MATERIAL FOR THIS EXERCISE START
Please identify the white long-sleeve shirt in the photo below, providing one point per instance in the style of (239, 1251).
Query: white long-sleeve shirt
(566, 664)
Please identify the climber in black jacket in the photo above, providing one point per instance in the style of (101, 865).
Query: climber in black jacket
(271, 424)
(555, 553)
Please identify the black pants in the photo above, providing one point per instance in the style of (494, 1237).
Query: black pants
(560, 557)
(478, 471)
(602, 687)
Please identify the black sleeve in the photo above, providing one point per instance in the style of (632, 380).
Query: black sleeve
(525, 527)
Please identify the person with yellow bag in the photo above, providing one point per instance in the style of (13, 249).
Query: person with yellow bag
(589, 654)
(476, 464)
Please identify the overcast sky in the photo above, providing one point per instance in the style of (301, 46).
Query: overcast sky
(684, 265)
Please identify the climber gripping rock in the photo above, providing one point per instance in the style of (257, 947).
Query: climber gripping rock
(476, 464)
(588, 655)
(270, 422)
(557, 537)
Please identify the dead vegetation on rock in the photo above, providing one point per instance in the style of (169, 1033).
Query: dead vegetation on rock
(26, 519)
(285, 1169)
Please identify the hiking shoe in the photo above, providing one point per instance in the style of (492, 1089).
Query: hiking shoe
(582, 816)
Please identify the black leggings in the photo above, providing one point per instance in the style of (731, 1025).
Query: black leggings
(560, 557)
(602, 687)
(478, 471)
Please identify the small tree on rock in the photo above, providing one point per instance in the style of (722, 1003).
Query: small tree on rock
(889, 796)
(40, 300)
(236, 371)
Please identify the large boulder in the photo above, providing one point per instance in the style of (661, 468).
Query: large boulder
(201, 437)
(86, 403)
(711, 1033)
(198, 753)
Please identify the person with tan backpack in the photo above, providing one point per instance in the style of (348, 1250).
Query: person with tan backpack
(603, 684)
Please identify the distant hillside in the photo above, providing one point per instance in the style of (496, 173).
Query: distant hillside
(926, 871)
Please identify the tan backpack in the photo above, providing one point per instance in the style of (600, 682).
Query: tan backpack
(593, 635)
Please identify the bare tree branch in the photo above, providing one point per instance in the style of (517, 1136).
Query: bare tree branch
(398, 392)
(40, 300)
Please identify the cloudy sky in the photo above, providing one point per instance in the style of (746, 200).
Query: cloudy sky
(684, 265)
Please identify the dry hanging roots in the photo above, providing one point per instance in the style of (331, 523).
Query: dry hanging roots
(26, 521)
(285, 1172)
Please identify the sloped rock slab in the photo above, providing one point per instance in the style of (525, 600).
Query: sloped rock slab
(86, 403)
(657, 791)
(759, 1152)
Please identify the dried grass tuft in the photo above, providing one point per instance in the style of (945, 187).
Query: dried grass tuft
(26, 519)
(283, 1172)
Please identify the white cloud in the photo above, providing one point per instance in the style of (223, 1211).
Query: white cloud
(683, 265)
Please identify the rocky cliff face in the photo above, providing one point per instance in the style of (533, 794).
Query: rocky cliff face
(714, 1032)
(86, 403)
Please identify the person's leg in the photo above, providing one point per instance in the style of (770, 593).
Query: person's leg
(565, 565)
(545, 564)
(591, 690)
MATERIAL FOR THIS EXERCISE END
WHAT THE EXERCISE ASKS :: Type out the whole of the data again, exactly as shown.

COMPLETED EXERCISE ::
Please identify the white long-sleeve shirt in the photo below, providing one point per instance in the style of (239, 1251).
Query: white long-sleeve shirt
(566, 664)
Please identify the climber in black jacket in the photo above, providing one point per instance in the style of (101, 865).
Query: climber in black jacket
(271, 424)
(555, 553)
Please identify the black pants in the photo above, providing one point per instance in the style of (494, 1237).
Query: black pants
(560, 557)
(478, 471)
(602, 687)
Please identify the black sleeve in the photo above, providing one point per instance in the style of (632, 380).
Query: black sleeve
(525, 527)
Please identify the person with yellow bag in the photo above, providing one point per instance in the style of (13, 249).
Query: person with yellow bag
(589, 654)
(476, 464)
Please identify the overcast sky in the photo above, providing one point per instance in the style of (301, 46).
Query: overcast sky
(684, 265)
Please identify the climber gripping rock in the photo above, providing one point per instance in the style of (257, 947).
Query: climber gripping rock
(476, 464)
(588, 655)
(270, 422)
(557, 537)
Please identify the dead vegetation on rock in the photo above, providing one point per instance in the style of (169, 1033).
Query: dead vegetation on rock
(26, 519)
(285, 1169)
Please identify the hiking shoe in the photo above, providing one point per instance in the style of (492, 1089).
Query: hiking shoe
(582, 816)
Please identify the black leggings in the photo above, providing one point per instance in the style of (731, 1025).
Query: black leggings
(560, 557)
(602, 687)
(478, 471)
Please identify the small tree on rock in the photo above, providing one point per instance in the style of (722, 1003).
Query: small tree on rock
(889, 796)
(40, 300)
(236, 371)
Please identify the large boulder in the photo above, providing one point per instance in the style of (661, 468).
Query: large boulder
(201, 437)
(86, 403)
(711, 1033)
(198, 753)
Please identify the person with tan backpack in the photo above, providing one point per instance in the style of (348, 1250).
Query: person with tan backpack
(603, 684)
Please identify the distant hillside in the photo above, providing one point per instance in the style of (496, 173).
Query: distant hillside
(926, 871)
Please identify the tan backpack in the photo above, providing one point per instance in the style of (600, 682).
Query: tan backpack
(593, 635)
Please identify the bare tree branch in the photo above, providing one point per instance in the style of (517, 1136).
Query: bare tree branch
(398, 392)
(40, 300)
Please identify the cloudy sky in the photo above, providing one point per instance in the style of (746, 200).
Query: cloudy sky
(684, 265)
Please identify the dry hanging roots in the photo above, providing one point per instance in the style of (331, 523).
Query: dry hanging roots
(26, 521)
(285, 1172)
Please identify the sloped rock slab in the photo above, providing one point per instance in the style of (525, 600).
Query: sloped rock slab
(86, 403)
(657, 791)
(759, 1152)
Please identify the dried grass tuft in the photo above, providing one point per instance in the style of (945, 187).
Query: dried grass tuft
(26, 519)
(283, 1172)
Please identify the white cloud in the photo above, providing one point per instance in the style of (223, 1211).
Query: white cloud
(683, 265)
Please identify the rocky cliff face in the photo above, providing one point per instance in the style of (533, 794).
Query: rocky cliff face
(714, 1032)
(86, 403)
Please identify the person's leg in the photo above, providing one point per instance in the style of (770, 593).
Query: person's leg
(565, 565)
(545, 564)
(591, 690)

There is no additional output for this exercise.